▶ [WHAT NEEDS TO BE DONE]:
Please reproduce the records below, renaming "Target" to "Label" wherever it occurs and changing nothing else. Leave the pictures out of your answer.

▶ [Stored dataset records]:
-----

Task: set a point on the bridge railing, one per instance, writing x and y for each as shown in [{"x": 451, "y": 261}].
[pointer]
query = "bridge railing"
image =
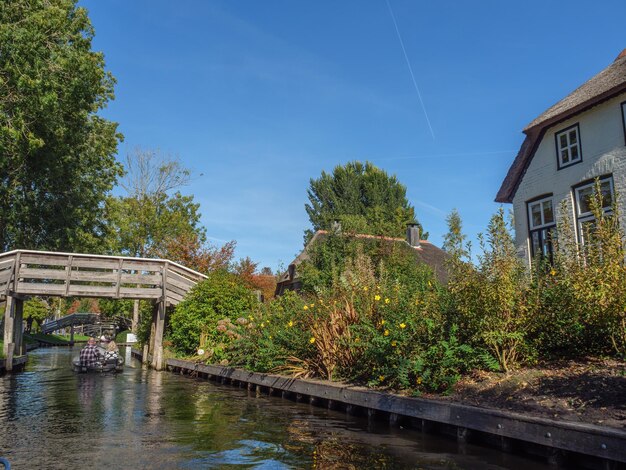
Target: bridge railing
[{"x": 26, "y": 272}]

-----

▶ [EXPECTED ANSWER]:
Task: set a point on the bridge railing, one per instance, writing x and y for each as shown in [{"x": 451, "y": 261}].
[pointer]
query = "bridge railing"
image =
Label: bridge railing
[{"x": 26, "y": 272}]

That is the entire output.